=== Provided material ===
######

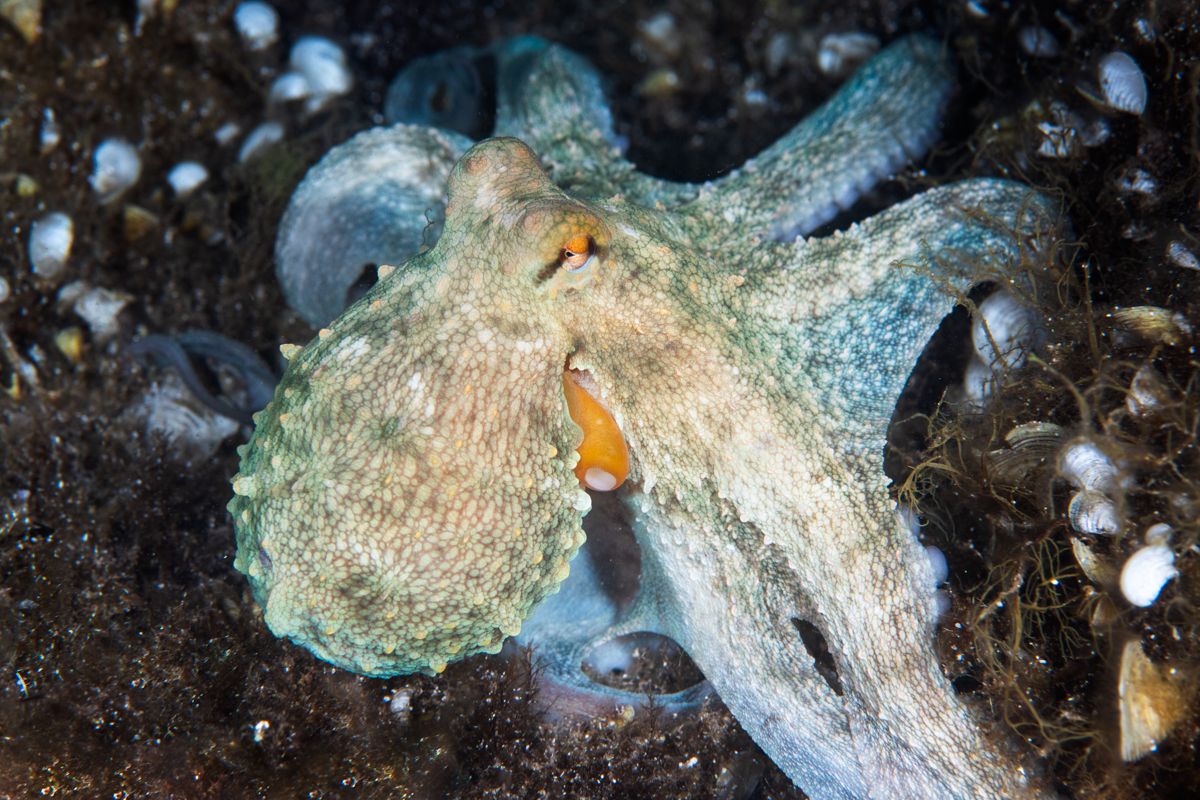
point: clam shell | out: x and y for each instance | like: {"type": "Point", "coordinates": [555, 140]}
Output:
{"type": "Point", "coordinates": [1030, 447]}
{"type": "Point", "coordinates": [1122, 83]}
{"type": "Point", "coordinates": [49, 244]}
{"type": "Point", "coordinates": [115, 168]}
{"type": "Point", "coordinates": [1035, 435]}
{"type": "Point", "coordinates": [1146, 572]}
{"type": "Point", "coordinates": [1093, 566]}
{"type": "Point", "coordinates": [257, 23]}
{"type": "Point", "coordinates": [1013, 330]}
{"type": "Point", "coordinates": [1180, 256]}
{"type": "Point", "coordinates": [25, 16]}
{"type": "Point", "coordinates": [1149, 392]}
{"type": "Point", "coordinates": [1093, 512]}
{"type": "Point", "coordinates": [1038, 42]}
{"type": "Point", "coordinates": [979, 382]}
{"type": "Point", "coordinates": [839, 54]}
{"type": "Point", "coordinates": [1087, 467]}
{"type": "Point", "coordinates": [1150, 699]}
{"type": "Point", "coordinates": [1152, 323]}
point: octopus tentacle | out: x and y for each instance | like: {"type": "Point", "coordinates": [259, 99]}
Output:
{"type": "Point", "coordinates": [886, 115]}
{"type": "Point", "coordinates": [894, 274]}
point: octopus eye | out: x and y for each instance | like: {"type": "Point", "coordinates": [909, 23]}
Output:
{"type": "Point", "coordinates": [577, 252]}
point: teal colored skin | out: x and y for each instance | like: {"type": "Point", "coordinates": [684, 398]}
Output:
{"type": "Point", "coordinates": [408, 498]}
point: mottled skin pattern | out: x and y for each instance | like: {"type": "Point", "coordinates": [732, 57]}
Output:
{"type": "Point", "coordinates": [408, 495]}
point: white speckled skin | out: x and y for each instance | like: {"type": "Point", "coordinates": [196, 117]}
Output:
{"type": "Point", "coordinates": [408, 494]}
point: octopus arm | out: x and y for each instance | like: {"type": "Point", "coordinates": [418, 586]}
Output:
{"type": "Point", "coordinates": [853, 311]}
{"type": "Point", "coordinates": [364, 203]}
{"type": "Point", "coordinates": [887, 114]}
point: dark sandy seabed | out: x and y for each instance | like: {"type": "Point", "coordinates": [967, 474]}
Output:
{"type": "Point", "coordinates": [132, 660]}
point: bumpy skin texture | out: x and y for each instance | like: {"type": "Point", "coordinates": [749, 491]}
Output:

######

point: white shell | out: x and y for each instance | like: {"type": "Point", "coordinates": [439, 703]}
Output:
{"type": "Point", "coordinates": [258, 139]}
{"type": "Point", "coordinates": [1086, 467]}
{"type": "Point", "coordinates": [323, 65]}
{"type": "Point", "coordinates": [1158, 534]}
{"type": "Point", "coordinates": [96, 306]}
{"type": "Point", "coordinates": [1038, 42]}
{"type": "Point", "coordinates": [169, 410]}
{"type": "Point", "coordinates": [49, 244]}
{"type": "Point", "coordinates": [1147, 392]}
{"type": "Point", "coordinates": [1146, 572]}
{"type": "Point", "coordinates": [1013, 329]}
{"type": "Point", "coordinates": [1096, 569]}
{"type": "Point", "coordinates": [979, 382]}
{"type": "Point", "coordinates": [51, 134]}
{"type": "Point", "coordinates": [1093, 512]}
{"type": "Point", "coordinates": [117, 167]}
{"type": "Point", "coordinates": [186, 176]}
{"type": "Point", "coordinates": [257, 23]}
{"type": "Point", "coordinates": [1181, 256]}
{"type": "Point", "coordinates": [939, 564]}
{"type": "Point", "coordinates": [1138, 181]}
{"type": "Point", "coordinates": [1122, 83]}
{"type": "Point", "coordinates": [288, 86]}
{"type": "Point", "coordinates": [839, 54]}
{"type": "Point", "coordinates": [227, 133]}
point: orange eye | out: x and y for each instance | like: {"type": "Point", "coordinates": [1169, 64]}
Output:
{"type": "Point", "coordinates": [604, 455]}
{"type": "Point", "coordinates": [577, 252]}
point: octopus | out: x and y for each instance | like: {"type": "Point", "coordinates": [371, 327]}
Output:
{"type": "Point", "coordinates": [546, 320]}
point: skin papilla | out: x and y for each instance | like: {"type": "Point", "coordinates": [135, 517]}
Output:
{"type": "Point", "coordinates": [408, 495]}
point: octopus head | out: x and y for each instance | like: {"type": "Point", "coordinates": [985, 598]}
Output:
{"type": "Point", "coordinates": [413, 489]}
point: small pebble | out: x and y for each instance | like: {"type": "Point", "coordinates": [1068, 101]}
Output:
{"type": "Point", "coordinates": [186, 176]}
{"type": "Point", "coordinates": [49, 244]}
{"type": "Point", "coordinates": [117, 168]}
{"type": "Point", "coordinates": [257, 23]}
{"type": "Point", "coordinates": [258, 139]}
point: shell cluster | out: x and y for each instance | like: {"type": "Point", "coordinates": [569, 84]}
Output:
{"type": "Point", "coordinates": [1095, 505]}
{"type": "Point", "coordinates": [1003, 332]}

######

List each row above that contains the string "skin", and copy each matching line in full. Only exact-case matches count.

=== Full output ===
point: teal colored skin | out: x and y for each instance | like: {"type": "Point", "coordinates": [684, 398]}
point: mottled skin pattern | out: x and y for each instance | like: {"type": "Point", "coordinates": [732, 57]}
point: white speckled skin | out: x and y for each instance | like: {"type": "Point", "coordinates": [196, 117]}
point: bumpy skin texture | out: x and y for each instance | like: {"type": "Point", "coordinates": [749, 491]}
point: skin papilla | out: x and y for each instance | like: {"type": "Point", "coordinates": [135, 517]}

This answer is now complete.